── Document ──

Dryer fire caused $500,000 damage

By Ruth Longoria

Mercer island Reporter

An overheated clothes dryer is being blamed for a house fire Thursday night that caused about $500,000 damage to a house at 4107 86th Ave. S.E. No residents or firefighters were injured in the fire, but the family's goldfish died and their elderly cat is being treated by a local veterinarian for smoke inhalation-related injuries.

Flames were shooting from the garage area of the home at 8:54 p.m. Thursday when Mercer Island and Bellevue fire crews responded to a 9-1-1 call from the residence.

Thursday's fire was the second housefire in two days. A fire in the 9600 block of S.E. 61st Street caused an estimated $10,000 damage. The cause of the fire was accidental from a torch being used in a roof repair project. No one was injured in the fire.

The homeowner in Thursday's fire, Vicki Rackner, a physician who writes a health column for the Reporter, was home alone when the fire started at about 8:50 p.m. She was in the kitchen cooking pasta and a fillet of salmon. When she smelled smoke, Rackner at first worried that her dinner was burning, she told firefighters. But, after checking the salmon, she realized the smoke was coming from the direction of the garage.

Rackner called for aid and used a fire extinguisher to put out the flames that were coming from behind the dryer. Though she was able to extinguish what appeared to be the fire, the heat and flames had moved beyond and behind the dryer and the fire was out of control when fire crews arrived, said Mercer Island Fire Investigator Rob Villalobos.

``The fire wasn't out, she just knocked out the visible signs,'' Villalobos said.

A white Subaru Forrester parked in the garage was destroyed by the fire. Villalobos said Rackner asked him, after the fire, if she should have attempted to get her car out of the garage.

``I said, `No, you had to get out of there.' Garage doors have a way of closing from the heat. She could have been stranded in there. When there's a fire you have to get out of there. Don't go back for anything. That's how people die.''

Rackner did re-enter the burning home to rescue her Labrador dog, who was sitting on the couch, Villalobos said. Although a few other cats escaped without injury, one was found hiding in a closet when firefighters entered the structure. After firefighters gave the cat oxygen, Fire Commander Walt Mauldin drove Rackner and the cat to a veterinarian, where the cat is being treated for smoke inhalation.

Investigators determined the cause of the fire through a systematic approach, or process of elimination. They examined electrical and other possible initiators and worked from the outside of the house in. The search ended at the dryer.

───
── Task inputs ──

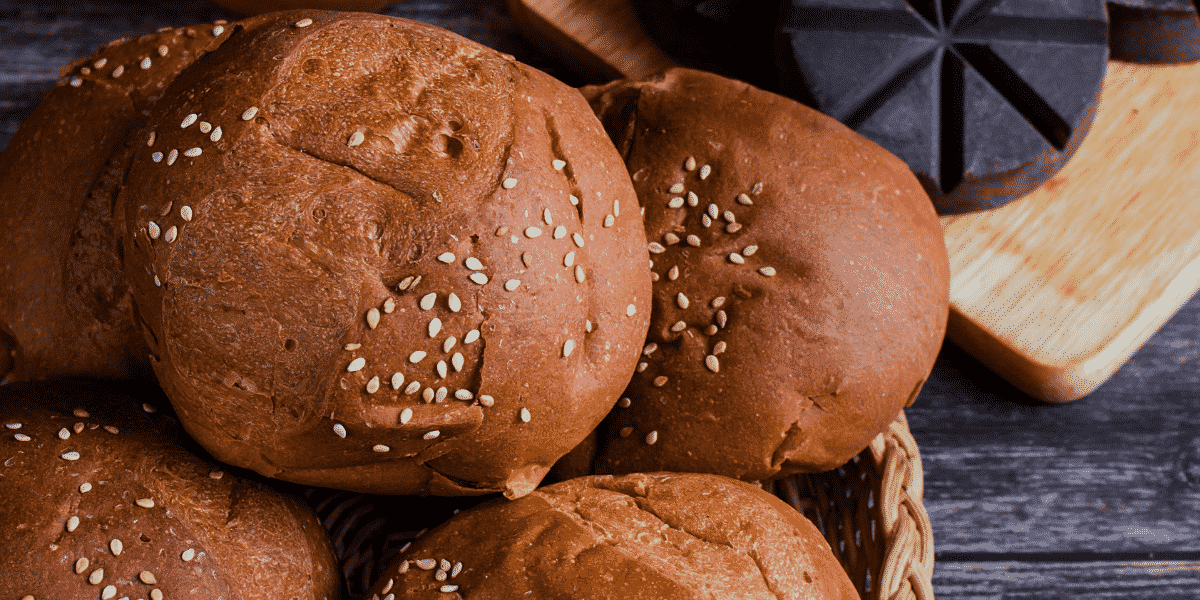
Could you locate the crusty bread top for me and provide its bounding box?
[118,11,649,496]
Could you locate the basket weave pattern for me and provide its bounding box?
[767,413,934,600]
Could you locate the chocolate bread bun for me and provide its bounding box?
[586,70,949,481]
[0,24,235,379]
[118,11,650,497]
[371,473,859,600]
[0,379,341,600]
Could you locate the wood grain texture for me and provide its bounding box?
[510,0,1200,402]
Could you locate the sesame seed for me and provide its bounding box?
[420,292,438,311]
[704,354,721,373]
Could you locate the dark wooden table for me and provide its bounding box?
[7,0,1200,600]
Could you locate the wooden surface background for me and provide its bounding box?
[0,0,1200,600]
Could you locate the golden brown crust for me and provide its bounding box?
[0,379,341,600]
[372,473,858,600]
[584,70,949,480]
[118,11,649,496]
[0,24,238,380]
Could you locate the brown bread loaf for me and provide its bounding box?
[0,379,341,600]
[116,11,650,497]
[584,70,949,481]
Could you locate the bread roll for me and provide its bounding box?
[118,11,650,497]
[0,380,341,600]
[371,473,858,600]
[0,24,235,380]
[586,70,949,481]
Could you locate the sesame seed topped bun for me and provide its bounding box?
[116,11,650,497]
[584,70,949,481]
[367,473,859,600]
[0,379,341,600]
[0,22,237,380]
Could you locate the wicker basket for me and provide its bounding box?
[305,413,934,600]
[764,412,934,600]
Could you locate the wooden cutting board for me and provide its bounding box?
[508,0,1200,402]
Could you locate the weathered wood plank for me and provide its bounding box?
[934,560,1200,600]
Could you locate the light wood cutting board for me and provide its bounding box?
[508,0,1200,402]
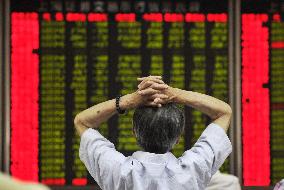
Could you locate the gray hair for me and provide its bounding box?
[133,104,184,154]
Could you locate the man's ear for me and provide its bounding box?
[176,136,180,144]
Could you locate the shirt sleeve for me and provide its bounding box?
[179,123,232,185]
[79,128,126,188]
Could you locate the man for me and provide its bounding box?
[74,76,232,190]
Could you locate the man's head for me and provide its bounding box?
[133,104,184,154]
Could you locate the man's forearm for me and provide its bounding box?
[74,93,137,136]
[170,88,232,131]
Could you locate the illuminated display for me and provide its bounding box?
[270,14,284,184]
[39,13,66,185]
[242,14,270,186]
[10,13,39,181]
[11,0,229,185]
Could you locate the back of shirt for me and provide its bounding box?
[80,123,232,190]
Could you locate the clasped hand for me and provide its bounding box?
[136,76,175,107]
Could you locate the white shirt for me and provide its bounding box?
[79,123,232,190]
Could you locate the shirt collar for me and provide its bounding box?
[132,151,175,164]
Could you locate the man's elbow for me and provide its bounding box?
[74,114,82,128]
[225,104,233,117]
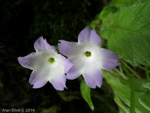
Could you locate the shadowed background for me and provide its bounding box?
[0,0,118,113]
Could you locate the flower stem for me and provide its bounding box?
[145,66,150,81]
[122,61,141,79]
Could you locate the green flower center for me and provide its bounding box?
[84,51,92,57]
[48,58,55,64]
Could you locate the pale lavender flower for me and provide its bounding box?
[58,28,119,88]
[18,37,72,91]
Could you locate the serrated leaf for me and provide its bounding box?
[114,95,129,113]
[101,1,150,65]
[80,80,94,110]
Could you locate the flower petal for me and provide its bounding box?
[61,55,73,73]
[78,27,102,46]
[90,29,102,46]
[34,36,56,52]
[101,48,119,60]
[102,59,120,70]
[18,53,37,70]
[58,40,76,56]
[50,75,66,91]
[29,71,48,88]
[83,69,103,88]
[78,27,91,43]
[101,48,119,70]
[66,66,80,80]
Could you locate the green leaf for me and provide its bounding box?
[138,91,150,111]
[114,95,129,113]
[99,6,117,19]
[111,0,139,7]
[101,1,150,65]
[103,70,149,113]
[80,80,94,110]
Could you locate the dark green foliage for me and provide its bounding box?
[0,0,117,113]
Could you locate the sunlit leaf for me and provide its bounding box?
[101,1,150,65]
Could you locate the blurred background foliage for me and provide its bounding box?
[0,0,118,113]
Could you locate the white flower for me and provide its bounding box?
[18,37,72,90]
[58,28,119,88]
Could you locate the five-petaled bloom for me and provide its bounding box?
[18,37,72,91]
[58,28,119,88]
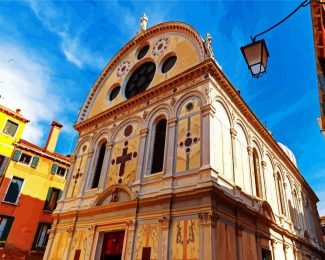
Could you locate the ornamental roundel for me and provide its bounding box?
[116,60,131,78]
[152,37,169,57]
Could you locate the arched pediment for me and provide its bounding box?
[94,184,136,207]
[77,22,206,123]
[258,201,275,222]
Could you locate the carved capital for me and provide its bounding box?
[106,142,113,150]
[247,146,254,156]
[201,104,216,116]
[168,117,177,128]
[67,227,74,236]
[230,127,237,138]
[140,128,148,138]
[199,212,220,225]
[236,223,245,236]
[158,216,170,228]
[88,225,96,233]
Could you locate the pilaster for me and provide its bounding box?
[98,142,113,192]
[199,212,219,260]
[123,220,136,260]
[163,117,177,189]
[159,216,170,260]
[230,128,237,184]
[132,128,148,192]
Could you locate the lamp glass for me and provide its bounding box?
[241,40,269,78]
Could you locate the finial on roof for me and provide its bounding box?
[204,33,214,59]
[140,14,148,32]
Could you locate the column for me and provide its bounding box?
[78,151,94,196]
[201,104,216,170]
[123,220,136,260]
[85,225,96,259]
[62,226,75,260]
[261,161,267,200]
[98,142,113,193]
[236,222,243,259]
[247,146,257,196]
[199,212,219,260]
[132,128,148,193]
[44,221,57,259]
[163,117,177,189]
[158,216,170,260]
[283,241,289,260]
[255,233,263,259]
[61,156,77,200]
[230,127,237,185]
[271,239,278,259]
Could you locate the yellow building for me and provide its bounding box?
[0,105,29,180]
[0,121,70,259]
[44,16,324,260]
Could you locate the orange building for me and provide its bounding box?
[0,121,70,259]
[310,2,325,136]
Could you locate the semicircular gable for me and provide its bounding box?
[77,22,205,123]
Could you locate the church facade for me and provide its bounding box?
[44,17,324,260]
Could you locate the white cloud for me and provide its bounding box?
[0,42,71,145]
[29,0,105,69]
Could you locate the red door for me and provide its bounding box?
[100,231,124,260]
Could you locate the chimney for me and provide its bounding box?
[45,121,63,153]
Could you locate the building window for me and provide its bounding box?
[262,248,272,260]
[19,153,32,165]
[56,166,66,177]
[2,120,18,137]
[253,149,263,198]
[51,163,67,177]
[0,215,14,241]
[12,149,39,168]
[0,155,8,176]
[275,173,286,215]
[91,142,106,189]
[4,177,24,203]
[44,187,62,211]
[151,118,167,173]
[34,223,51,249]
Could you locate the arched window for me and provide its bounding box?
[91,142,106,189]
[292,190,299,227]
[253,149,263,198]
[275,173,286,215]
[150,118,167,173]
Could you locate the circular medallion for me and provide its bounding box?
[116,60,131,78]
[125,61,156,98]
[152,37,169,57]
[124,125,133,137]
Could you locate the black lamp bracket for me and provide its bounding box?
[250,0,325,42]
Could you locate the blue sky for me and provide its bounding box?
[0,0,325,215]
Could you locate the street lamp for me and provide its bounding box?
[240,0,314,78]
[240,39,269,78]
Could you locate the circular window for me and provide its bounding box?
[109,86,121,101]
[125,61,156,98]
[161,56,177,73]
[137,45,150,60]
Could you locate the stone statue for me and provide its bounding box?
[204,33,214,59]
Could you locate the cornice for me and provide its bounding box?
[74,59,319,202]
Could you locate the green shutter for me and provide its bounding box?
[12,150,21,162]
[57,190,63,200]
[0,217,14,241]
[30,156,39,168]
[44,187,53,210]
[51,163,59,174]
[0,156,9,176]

───

#### Problems to work on:
a: In the dryer fire article, what vehicle parked in the garage was destroyed?
b: Pick out every line of the entries that contains the string "arched", treating uppercase and lowercase as different.
The entries have nothing to do with the dryer fire article.

#### Responses to the exercise:
a: A white Subaru Forrester.

b:
Could you locate the arched pediment for me and provide its bounding box?
Could you locate the arched window for me and provide its bounding box?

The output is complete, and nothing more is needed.